- Exercise requirements -
(a) List the header field names that appear at the top of the mailing-list message about recent fs instability.
(b) Please carry on the mailing-list message about recent fs instability from the point where it stops.

- Extract -
+---+
Subject: Re: Recent fs instability
To: Chris G. Demetriou <cgd@netbsd.org>
From: Manuel Bouyer <bouyer@antioche.lip6.fr>
List: tech-kern
Date: 10/27/1999 09:52:35
On Mon, Oct 25, 1999 at 06:03:39PM -0700, Chris G. Demetriou wrote:
> Manuel Bouyer <bouyer@antioche.lip6.fr> writes:
> > For record, I've got problems with my ncr board recently. Hardware was stable
> > before and I did'nt change anything. The problem is an 'assertion failed'
> > in the ncr driver, which turn out to be a null pointer. I didn't look
> > closely yet but it seems that this null pointer can't be caused by hardware
> > problem.
> 
> what line was it from?

Soory for the delay, it was at home.
It's line 6731 in ncr.c * (seems to be 6733 now):
        default:
                /*
                **      lookup the ccb   
                */
                dsa = INL (nc_dsa);
                cp = np->ccb;
                while (cp && (CCB_PHYS (cp, phys) != dsa))
                        cp = cp->link_ccb;

                assert (cp);    
                if (!cp)
                        goto out;
                assert (cp == np->ncb_dma->header.cp);
                if (cp != np->ncb_dma->header.cp)
+---+
- Given data -

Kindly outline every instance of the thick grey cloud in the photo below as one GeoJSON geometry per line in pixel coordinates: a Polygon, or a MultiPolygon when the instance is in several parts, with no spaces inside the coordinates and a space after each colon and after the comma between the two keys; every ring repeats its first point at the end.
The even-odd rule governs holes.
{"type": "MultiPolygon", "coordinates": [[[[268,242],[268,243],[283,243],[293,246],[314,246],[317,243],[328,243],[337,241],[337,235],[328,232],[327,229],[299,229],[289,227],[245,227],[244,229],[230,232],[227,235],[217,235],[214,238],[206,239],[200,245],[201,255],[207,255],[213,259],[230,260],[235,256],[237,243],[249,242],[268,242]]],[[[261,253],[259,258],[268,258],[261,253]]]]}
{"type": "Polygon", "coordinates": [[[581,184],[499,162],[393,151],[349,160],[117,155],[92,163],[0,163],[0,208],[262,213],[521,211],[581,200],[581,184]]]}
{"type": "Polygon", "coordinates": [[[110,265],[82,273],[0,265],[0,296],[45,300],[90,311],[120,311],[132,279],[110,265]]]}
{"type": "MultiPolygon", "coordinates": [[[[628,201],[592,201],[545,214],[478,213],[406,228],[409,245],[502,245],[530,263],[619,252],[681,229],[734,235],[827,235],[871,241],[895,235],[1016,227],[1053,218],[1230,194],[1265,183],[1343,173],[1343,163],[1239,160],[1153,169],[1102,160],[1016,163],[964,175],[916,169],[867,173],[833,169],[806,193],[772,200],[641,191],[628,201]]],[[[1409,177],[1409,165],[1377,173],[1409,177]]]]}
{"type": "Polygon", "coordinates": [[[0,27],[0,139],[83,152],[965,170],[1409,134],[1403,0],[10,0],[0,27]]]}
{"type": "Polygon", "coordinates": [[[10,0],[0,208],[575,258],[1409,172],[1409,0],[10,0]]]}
+---+
- Replies -
(a) Subject, To, From, List, Date

(b)
                        goto out;
        }

This seems to happen for multiple tranfers only: I can dd from the raw device
or work a bit on a mounted part  without much troubles. But once there are
some dirty buffer, a 'sync' will reliably trigger the problem.

The odd part is that this failed tranfer is not noticed by the upper level:
If I keep working on this fs after this message I'm sure to get a panic from
the filesystem after a few minutes at best, and fsck shows duplicate blocks.

If I unmount the fs just after the 'assertion failed' message fsck finds
in the allocated inode/block maps.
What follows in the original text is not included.